DAFTAR TUGAS:
A) Menurut teks tentang makam Sangia Wambulu, berapa ongkos perahu per orang dari Baubau?
B) Lanjutkan teks tentang makam Sangia Wambulu, mulai dari kalimat sesudah kalimat terakhirnya.

=== KUTIPAN PILIHAN ===

Melihat potensi yang terus tumbuh, pemerintah kecamatan kini mendorong agar makam Sangia Wambulu diresmikan sebagai destinasi wisata religi.
“Kami sudah usulkan ke kabupaten, ke Dinas Pendidikan dan Kebudayaan, agar makam ini dijadikan destinasi wisata religi,” kata Yusni.
Ia memperkirakan, jumlah peziarah yang datang setiap tahun telah mencapai ribuan, meskipun data resminya belum tersedia.
Dengan segala warisan nilai, ritual, dan jejak spiritual yang ditinggalkan, Sangia Wambulu bukan sekadar tokoh sejarah. Ia adalah sosok yang pengaruhnya tetap hidup, melampaui masa, menjembatani generasi, dan menjadikan sebuah bukit sunyi di Buton Tengah sebagai titik temu antara sejarah, budaya, dan spiritualitas yang terus bertahan.
Akses ke Makam
Bagi yang berangkat dari Kota Kendari, salah satu rute yang bisa dipilih adalah jalur laut menuju Raha, ibu kota Kabupaten Muna, menggunakan kapal cepat dari Pelabuhan Nusantara. Setibanya di Raha, perjalanan dilanjutkan lewat jalur darat menuju Buton Tengah. Waktu tempuh sekitar dua jam dengan kendaraan roda dua atau roda empat, melewati jalan beraspal yang cukup layak dilalui.
Jika ingin memangkas waktu, Anda bisa memilih kapal cepat langsung ke Baubau, atau memanfaatkan penerbangan berkala menuju kota tersebut. Dari Baubau, perjalanan dilanjutkan menggunakan perahu motor atau speedboat menuju Pelabuhan Tolandona atau langsung ke Desa Baruta. Ongkosnya berkisar antara Rp15.000 hingga Rp20.000 per orang, tergantung rute dan jenis perahu.

=== MATERI YANG DITAMPILKAN ===

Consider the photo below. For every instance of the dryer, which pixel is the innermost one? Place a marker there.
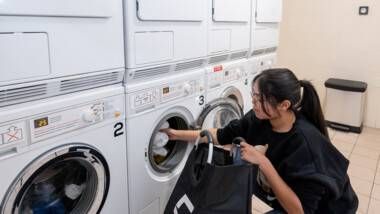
(228, 26)
(153, 169)
(265, 26)
(164, 36)
(55, 38)
(65, 154)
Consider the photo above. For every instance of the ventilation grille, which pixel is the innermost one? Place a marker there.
(89, 82)
(271, 50)
(264, 51)
(22, 94)
(189, 65)
(217, 59)
(258, 52)
(238, 55)
(151, 72)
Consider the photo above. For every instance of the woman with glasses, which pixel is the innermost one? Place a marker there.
(301, 171)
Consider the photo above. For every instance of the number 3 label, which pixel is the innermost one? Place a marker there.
(201, 100)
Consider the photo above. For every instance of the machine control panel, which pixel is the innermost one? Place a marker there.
(177, 90)
(144, 98)
(215, 78)
(52, 124)
(232, 74)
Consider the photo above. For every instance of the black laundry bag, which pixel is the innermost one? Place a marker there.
(210, 183)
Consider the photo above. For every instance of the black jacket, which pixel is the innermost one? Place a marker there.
(305, 159)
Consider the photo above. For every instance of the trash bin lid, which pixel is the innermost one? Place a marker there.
(346, 85)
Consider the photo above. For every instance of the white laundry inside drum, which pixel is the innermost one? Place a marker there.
(160, 140)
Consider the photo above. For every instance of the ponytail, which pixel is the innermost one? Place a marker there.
(311, 107)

===

HASIL TIAP TUGAS:
A) Rp15.000 hingga Rp20.000 per orang, tergantung rute dan jenis perahu.

B)
Bagi yang membawa kendaraan pribadi, ada alternatif jalur darat melalui Pelabuhan Feri Torobulu di Konawe Selatan. Dari sini, feri akan menyeberangkan ke Pulau Muna, lalu perjalanan diteruskan ke wilayah Buton Tengah dengan estimasi waktu sekitar tiga jam dari Torobulu.
Akses ke Buton Tengah juga tersedia dari arah selatan. Jika berada di Pulau Kabaena (wilayah Kabupaten Bombana), Anda bisa menyeberang langsung ke Buton Tengah menggunakan speedboat.
Setibanya di pusat Kecamatan Lakudo, yang menjadi ibu kota kabupaten, untuk mencapai makam Sangia Wambulu, masih perlu menempuh perjalanan darat sejauh 20–23 kilometer. Dengan kondisi jalan yang tidak sepenuhnya mulus, perjalanan ini biasanya memakan waktu sekitar satu jam menggunakan kendaraan bermotor. (Ad/ST)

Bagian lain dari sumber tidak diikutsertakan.